Convert everything from the start of the entries down to and including the line containing "[0,0,500,375]" into a Markdown table with the columns Row and Line, numbering each row and leaving out any blank lines.

__________

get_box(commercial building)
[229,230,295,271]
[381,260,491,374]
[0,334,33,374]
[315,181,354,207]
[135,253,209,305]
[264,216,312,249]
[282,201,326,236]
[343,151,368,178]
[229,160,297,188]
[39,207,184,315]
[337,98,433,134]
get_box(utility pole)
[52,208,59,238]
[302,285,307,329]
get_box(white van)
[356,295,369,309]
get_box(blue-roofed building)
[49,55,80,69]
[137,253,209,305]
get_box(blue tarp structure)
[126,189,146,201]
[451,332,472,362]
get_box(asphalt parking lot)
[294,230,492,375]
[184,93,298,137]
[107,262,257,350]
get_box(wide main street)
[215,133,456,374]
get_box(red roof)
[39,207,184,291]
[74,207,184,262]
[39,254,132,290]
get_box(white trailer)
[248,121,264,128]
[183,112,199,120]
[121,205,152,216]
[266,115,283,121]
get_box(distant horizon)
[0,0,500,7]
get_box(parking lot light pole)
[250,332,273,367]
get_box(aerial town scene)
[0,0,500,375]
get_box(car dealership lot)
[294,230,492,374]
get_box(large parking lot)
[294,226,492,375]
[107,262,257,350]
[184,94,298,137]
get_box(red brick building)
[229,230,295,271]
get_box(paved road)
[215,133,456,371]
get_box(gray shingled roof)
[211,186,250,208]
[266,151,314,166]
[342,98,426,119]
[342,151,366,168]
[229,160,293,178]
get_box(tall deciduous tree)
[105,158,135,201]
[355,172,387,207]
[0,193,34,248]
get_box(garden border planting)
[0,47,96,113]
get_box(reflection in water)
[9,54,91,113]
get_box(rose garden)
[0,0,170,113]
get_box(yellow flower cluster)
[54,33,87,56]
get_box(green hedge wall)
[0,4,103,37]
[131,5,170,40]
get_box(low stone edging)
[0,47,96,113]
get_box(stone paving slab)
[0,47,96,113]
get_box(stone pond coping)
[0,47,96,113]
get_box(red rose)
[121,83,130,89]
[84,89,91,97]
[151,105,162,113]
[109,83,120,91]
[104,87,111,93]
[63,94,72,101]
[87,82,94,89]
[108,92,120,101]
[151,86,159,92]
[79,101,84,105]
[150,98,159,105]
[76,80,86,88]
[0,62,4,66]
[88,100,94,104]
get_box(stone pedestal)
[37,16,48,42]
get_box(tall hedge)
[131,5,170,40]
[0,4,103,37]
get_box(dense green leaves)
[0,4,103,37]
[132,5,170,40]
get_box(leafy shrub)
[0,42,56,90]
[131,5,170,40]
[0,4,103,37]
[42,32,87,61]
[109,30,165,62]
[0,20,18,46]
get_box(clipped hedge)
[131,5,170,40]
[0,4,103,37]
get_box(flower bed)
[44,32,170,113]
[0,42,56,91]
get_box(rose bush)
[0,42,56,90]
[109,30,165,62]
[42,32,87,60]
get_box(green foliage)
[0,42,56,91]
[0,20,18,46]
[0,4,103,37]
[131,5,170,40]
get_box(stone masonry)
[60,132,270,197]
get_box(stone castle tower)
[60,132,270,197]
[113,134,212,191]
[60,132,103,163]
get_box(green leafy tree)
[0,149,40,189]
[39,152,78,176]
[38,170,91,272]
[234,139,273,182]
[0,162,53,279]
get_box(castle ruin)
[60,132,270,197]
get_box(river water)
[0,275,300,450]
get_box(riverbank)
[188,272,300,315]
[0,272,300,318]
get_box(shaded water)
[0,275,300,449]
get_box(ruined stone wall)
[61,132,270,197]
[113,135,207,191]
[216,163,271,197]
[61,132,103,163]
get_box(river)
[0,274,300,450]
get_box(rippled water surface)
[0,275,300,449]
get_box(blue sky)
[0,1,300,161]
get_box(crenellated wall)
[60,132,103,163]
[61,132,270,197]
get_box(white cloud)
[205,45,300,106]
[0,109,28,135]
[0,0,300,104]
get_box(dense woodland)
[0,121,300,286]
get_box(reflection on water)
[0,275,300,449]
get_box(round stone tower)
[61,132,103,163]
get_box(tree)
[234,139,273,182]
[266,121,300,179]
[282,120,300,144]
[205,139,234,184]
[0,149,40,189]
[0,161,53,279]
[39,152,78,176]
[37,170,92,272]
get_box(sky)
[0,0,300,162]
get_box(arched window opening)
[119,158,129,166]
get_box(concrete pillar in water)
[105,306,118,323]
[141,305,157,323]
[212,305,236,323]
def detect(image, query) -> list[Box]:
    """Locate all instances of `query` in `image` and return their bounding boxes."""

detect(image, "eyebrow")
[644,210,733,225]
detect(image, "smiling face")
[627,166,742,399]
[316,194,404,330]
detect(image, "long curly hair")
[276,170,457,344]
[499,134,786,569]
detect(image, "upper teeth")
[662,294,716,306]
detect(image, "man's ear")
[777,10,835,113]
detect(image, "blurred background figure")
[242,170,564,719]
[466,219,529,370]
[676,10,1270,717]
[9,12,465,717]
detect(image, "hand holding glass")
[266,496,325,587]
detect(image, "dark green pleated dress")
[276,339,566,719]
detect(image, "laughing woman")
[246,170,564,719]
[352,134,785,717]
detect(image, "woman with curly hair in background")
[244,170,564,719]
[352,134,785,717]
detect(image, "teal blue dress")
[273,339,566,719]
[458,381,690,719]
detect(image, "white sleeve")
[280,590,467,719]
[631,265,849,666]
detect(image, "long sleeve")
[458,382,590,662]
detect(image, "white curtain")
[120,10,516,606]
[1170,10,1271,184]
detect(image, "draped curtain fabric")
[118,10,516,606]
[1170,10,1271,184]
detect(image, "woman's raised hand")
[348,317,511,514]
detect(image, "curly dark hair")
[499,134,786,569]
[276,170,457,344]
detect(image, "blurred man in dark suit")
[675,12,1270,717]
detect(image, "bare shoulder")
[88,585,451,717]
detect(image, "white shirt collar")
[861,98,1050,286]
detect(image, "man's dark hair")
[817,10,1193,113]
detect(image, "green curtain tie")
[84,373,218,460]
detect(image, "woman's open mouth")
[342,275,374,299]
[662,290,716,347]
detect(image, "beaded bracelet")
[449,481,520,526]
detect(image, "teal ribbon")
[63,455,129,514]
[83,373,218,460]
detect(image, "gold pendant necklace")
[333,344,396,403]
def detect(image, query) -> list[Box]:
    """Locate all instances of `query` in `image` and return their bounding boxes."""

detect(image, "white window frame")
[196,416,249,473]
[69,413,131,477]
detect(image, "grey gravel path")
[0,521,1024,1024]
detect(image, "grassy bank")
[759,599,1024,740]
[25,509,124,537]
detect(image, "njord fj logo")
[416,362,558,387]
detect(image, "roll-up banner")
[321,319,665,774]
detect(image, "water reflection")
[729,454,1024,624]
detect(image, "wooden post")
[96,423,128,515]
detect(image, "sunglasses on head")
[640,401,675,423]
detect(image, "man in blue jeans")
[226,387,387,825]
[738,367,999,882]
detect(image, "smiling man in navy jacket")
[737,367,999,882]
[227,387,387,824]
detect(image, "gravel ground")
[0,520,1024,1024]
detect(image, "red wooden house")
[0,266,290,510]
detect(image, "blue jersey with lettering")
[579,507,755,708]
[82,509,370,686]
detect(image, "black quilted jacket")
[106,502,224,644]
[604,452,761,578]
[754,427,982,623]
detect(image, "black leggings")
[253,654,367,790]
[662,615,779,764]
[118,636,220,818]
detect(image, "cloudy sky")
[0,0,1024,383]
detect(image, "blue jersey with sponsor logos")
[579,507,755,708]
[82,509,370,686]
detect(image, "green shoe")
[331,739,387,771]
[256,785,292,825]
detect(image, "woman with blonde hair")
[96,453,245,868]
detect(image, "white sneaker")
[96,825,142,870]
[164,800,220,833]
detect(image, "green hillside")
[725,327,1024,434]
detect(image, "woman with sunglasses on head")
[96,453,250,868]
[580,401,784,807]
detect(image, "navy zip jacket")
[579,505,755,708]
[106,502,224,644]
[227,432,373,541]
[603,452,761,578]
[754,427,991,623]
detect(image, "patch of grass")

__________

• _Task answer_:
| Row | Line |
|---|---|
| 1 | get_box(commercial building) |
| 2 | [229,230,295,271] |
| 3 | [381,260,491,374] |
| 4 | [0,334,33,374] |
| 5 | [315,181,354,207] |
| 6 | [135,253,209,305] |
| 7 | [264,216,312,249] |
| 8 | [282,201,326,236] |
| 9 | [343,151,368,178] |
| 10 | [229,160,297,188] |
| 11 | [39,207,184,315] |
| 12 | [337,98,433,134] |
| 13 | get_box(utility pole) |
| 14 | [52,208,59,238] |
| 15 | [302,285,307,329] |
| 16 | get_box(white van) |
| 17 | [356,295,369,309] |
| 18 | get_box(blue-roofed building) |
| 19 | [49,55,80,69] |
| 20 | [137,253,209,305] |
| 21 | get_box(blue tarp structure) |
| 22 | [126,189,146,201] |
| 23 | [451,332,472,362] |
| 24 | get_box(asphalt parking lot) |
| 25 | [294,230,492,375] |
| 26 | [184,93,298,137] |
| 27 | [107,262,257,350] |
| 28 | get_box(wide main street) |
| 29 | [215,133,456,374] |
| 30 | get_box(red roof) |
| 31 | [39,207,184,291] |
| 32 | [74,207,184,262] |
| 33 | [39,254,132,290] |
| 34 | get_box(white trailer) |
| 35 | [248,121,264,128] |
| 36 | [183,112,199,120] |
| 37 | [121,205,152,216] |
| 38 | [266,115,283,121] |
| 39 | get_box(distant horizon) |
| 40 | [0,0,500,7] |
| 41 | get_box(parking lot light pole) |
| 42 | [250,332,273,367] |
| 43 | get_box(aerial town scene) |
| 44 | [0,0,500,375] |